GIVEN INSTRUCTION: Retype the section of the Document AI tutorial that opens with the words containing "In this step, we" and closes with "Cloud Storage Bucket.", keeping every character unchanged.

SELECTED EXCERPT:
__________
PROJECT_ID = "YOUR_PROJECT_ID"
LOCATION = "YOUR_PROJECT_LOCATION"  # Format is 'us' or 'eu'
PROCESSOR_ID = "YOUR_PROCESSOR_ID"  # Create processor in Cloud Console

# The local file in your current working directory
FILE_PATH = "Winnie_the_Pooh_3_Pages.pdf"
# Refer to https://cloud.google.com/document-ai/docs/processors-list
# for supported file types
MIME_TYPE = "application/pdf"

# Instantiates a client
docai_client = documentai.DocumentProcessorServiceClient(
    client_options=ClientOptions(api_endpoint=f"{LOCATION}-documentai.googleapis.com")
)

# The full resource name of the processor, e.g.:
# projects/project-id/locations/location/processor/processor-id
# You must create new processors in the Cloud Console first
RESOURCE_NAME = docai_client.processor_path(PROJECT_ID, LOCATION, PROCESSOR_ID)

# Read the file into memory
with open(FILE_PATH, "rb") as image:
    image_content = image.read()

# Load Binary Data into Document AI RawDocument Object
raw_document = documentai.RawDocument(content=image_content, mime_type=MIME_TYPE)

# Configure the process request
request = documentai.ProcessRequest(name=RESOURCE_NAME, raw_document=raw_document)

# Use the Document AI client to process the sample form
result = docai_client.process_document(request=request)

document_object = result.document
print("Document processing complete.")
print(f"Text: {document_object.text}")

Run the code, which will extract the text and print it to the console.

You should see the following output if using our sample document:

Document processing complete.
Text: CHAPTER I
IN WHICH We Are Introduced to
Winnie-the-Pooh and Some
Bees, and the Stories Begin
Here is Edward Bear, coming
downstairs now, bump, bump, bump, on the back
of his head, behind Christopher Robin. It is, as far
as he knows, the only way of coming downstairs,
but sometimes he feels that there really is another
way, if only he could stop bumping for a moment
and think of it. And then he feels that perhaps there
isn't. Anyhow, here he is at the bottom, and ready
to be introduced to you. Winnie-the-Pooh.
When I first heard his name, I said, just as you
are going to say, "But I thought he was a boy?"
"So did I," said Christopher Robin.
"Then you can't call him Winnie?"
"I don't."
"But you said "

...

Digitized by
Google

9. Make a Batch Processing Request

Now, suppose that you want to read in the text from the entire novel.

  • Online Processing has limits on the number of pages and file size that can be sent and it only allows for one document file per API call.
  • Batch Processing allows for processing of larger/multiple files in an asynchronous method.

In this step, we will process the entire "Winnie the Pooh" novel with the Document AI Batch Processing API and output the text into a Google Cloud Storage Bucket.
__________
LISTING:

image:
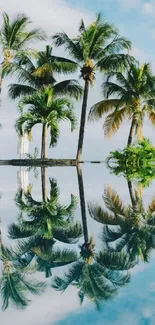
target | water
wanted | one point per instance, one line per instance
(132, 303)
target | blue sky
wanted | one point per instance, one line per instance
(135, 305)
(135, 18)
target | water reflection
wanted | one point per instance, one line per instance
(97, 275)
(46, 235)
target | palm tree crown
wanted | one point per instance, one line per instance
(133, 96)
(46, 109)
(15, 39)
(96, 46)
(130, 227)
(34, 75)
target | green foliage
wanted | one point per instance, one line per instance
(130, 228)
(136, 162)
(132, 97)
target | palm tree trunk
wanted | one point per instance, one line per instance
(44, 183)
(132, 195)
(44, 142)
(131, 133)
(82, 122)
(82, 203)
(1, 80)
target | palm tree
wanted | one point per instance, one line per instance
(48, 221)
(133, 97)
(96, 47)
(46, 109)
(35, 75)
(97, 275)
(15, 39)
(130, 227)
(15, 281)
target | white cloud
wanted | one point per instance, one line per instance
(129, 5)
(52, 15)
(149, 8)
(139, 54)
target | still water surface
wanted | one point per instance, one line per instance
(55, 243)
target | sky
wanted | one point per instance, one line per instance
(135, 20)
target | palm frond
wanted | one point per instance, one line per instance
(113, 122)
(101, 215)
(103, 107)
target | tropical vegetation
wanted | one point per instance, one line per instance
(132, 96)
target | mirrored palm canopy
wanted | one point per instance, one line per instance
(55, 247)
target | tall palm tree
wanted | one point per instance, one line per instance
(130, 227)
(48, 221)
(15, 281)
(133, 97)
(15, 39)
(97, 275)
(46, 109)
(97, 46)
(33, 75)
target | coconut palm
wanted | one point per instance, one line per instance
(97, 275)
(46, 109)
(130, 227)
(97, 46)
(33, 75)
(48, 222)
(15, 39)
(133, 97)
(15, 282)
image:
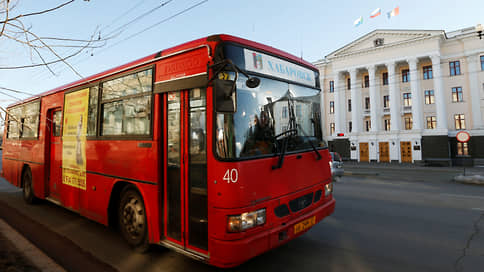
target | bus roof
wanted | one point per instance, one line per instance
(171, 50)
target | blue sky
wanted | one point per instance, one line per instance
(313, 28)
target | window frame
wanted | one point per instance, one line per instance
(407, 99)
(429, 97)
(454, 68)
(386, 101)
(405, 75)
(331, 107)
(427, 72)
(457, 95)
(384, 76)
(464, 148)
(460, 119)
(432, 120)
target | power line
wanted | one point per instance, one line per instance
(15, 91)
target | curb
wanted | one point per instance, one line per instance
(475, 179)
(349, 173)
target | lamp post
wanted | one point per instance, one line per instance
(479, 30)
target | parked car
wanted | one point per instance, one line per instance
(337, 170)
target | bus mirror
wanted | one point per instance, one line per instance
(225, 96)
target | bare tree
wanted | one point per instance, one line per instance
(43, 51)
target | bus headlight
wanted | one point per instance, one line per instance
(242, 222)
(328, 189)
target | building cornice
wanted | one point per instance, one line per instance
(381, 48)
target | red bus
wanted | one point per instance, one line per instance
(212, 148)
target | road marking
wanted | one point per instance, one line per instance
(463, 196)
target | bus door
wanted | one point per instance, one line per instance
(54, 151)
(186, 220)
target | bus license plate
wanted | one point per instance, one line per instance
(304, 225)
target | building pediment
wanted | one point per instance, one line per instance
(383, 38)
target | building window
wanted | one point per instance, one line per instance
(428, 72)
(460, 121)
(405, 75)
(299, 110)
(387, 124)
(454, 68)
(462, 149)
(384, 77)
(457, 94)
(429, 97)
(386, 101)
(408, 122)
(368, 125)
(407, 99)
(431, 122)
(367, 81)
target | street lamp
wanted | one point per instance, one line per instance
(479, 30)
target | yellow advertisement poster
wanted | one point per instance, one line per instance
(74, 139)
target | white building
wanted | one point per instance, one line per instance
(403, 95)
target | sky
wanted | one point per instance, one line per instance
(308, 28)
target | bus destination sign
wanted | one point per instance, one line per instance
(265, 64)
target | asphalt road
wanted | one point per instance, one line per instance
(381, 223)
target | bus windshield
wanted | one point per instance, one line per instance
(264, 117)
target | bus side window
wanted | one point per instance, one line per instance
(56, 123)
(92, 111)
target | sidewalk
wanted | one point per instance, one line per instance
(469, 175)
(18, 254)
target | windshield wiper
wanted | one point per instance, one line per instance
(292, 131)
(288, 133)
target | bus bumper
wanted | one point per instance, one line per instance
(232, 253)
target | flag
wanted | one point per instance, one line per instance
(393, 13)
(358, 21)
(375, 13)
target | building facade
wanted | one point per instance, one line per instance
(403, 95)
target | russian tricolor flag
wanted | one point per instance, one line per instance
(358, 21)
(375, 13)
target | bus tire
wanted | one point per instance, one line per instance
(132, 219)
(28, 188)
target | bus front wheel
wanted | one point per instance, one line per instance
(132, 219)
(28, 189)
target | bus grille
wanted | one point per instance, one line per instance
(301, 202)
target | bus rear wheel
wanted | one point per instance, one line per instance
(28, 189)
(132, 219)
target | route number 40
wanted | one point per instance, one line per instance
(231, 175)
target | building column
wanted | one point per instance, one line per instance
(394, 93)
(339, 105)
(417, 110)
(439, 93)
(474, 66)
(374, 99)
(356, 117)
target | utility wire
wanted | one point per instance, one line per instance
__________
RESULT OF THE TASK:
In this step, we will process the entire "Winnie the Pooh" novel with the Document AI Batch Processing API and output the text into a Google Cloud Storage Bucket.